* begin TEXT PROVIDED *

The hacker publishes his "findings," of course. Now I go looking for a job and someone in HR decides that my political views are too risky, so I don't even get an interview.

The author's views are that Netflix can provide the benefits you desire without compromising the privacy I desire. I think the debate should be around whether the authors are correct.

If the authors are correct, then the problem isn't the authors preventing the release, the problem is Netflix failing to learn from their prior mistake.

If the authors are incorrect, we should simply point that out.

nkurz · on March 15, 2010

  Now I go looking for a job and someone in HR decides that 
  my political views are too risky, so I don't even get an 
  interview.

It's not ideal, but basing hiring decisions on real information (even if 'private') strikes me as better than using uninformed prejudice. In the example you give, is it better or worse to have the HR person say "Homoiconic? Sounds gay to me!"? I don't see much increased risk in offering a deeper pool of inherently unverifiable information, even if this information might be used badly.

  The author's views are that Netflix can provide the 
  benefits you desire without compromising the privacy I 
  desire. I think the debate should be around whether the 
  authors are correct.

This is a good debate, but for me it's a secondary one. Even if a privacy-safe solution is theoretically possible, I fear the only likely outcome will be that Netflix buries a 'release authorization' somewhere deep within their terms of service and is dissuaded from offering similar data sets in the future.

I also think that for my needs 'anonymize and release' is the only feasible solution. While online systems might be better than nothing, the approaches I'm interested in (kNN on GPU's, massively parallel cross-validations) really require local data and full control over data layout. But perhaps there is indeed a solution that works for everyone.

madair · on March 15, 2010

I'm going to try to paraphrase your concerns that the privacy fears are overblown and we're just losing something valuable, I hope you don't mind, please tell me if I got it wrong:

>> It's not ideal, but basing hiring decisions on real information (even if 'private') strikes me as better than using uninformed prejudice. In the example you give, is it better or worse to have the HR person say "Homoiconic? Sounds gay to me!"? I don't see much increased risk in offering a deeper pool of inherently unverifiable information, even if this information might be used badly.

* end TEXT PROVIDED *
* begin MATERIAL SHOWN *

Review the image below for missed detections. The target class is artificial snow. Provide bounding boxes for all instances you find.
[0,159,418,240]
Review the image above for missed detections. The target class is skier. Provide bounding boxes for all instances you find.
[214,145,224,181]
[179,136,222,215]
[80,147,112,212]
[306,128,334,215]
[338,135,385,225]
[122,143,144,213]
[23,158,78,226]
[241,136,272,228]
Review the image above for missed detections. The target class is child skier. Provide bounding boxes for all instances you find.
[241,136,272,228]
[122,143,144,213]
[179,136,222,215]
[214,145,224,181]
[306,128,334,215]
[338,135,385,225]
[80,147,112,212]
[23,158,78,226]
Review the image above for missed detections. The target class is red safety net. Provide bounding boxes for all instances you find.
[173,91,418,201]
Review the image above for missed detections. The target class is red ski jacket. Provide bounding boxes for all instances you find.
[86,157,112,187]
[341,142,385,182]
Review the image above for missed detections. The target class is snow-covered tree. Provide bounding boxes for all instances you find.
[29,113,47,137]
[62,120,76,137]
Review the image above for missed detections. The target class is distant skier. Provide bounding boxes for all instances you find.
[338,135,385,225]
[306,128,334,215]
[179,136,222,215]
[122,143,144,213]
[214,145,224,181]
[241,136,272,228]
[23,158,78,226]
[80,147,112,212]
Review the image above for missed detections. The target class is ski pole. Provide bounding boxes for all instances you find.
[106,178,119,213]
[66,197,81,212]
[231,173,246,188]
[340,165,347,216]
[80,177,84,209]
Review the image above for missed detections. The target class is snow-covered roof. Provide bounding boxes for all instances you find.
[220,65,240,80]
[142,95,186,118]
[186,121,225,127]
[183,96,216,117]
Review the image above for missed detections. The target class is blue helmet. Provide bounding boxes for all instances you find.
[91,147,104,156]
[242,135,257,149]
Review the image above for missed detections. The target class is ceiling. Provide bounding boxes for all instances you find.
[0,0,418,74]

* end MATERIAL SHOWN *

# EXERCISES TO COMPLETE
(A) In the Netflix privacy thread, rewrite the paragraph beginning "I also think that for my needs" as a short bulleted list that keeps its main facts.
(B) According to the Netflix privacy thread, why does nkurz consider "anonymize and release" the only feasible solution for their own needs? Answer in one to three sentences.
(C) Write the next part of the Netflix privacy thread, picking up after madair's quotation of nkurz's paragraph about hiring decisions.
These records have no connection to the text above.

# RESULTS IN ORDER
(A)
- For the writer's needs, "anonymize and release" is the only workable option.
- Online systems might be better than nothing.
- The writer's methods, kNN on GPUs and massively parallel cross-validations, need local data and full control over data layout.
- A solution that works for everyone may still exist.

(B) nkurz's approaches, kNN on GPUs and massively parallel cross-validations, need local data and full control over how the data is laid out. Online systems might be better than nothing, but they would not meet those requirements.

(C)
Paraphrased: "They have poor information sources for their prejudice now, I don't see what harm better information sources driving their prejudice could do."

>> This is a good debate, but for me it's a secondary one. Even if a privacy-safe solution is theoretically possible, I fear the only likely outcome will be that Netflix buries a 'release authorization' somewhere deep within their terms of service and is dissuaded from offering similar data sets in the future.

Paraphrased: "The debate on privacy dangers is secondary, if Netflix refuses to release useful data in the future then that's the primary danger"

>> I also think that for my needs 'anonymize and release' is the only feasible solution. While online systems might be better than nothing, the approaches I'm interested in (kNN on GPU's, massively parallel cross-validations) really require local data and full control over data layout. But perhaps there is indeed a solution that works for everyone.

Paraphrased: "I was working on a project with the data, and the FTC ruling appears to have put a stop to that."

nkurz · on March 15, 2010

  They have poor information sources for their prejudice
  now

Yes to that part. We should base our choices on our current situation, not an idealized view.

  I don't see what harm better information sources 
  driving their prejudice could do.

That loses too much nuance. I can see that it could do harm, but think that increased information could also reduce prejudice. In the particular case of movie reviews, I see the added risk as low, and the potential benefit as small but significant.

  The debate on privacy dangers is secondary, if Netflix
  refuses to release useful data in the future then that's 
  the primary danger

No, I mean secondary in the sense that we need to sort out the what the actual privacy dangers are before we try to come up with workarounds. If the outcome is that Netflix embeds some small print requiring all users to allow the release of 'suitably anonymized' rating data, has this changed anything? We still need to determine the actual risks. Perhaps the privacy advocates so right about the dangers that even an opt-in system should be prevented.

  I was working on a project with the data, and the FTC
  ruling appears to have put a stop to that.

People already using the data set internally will likely be unimpacted. The Netflix terms of release presumably still apply, and prevent most commercial usages. But research papers that need to cite a publicly available data set will be adversely impacted, and the legal 'cloud of fear' will likely prevent the release of future data sets.

madair · on March 15, 2010

Thanks for responding. It helps, I was so tempted to argue with your points as I had misread them.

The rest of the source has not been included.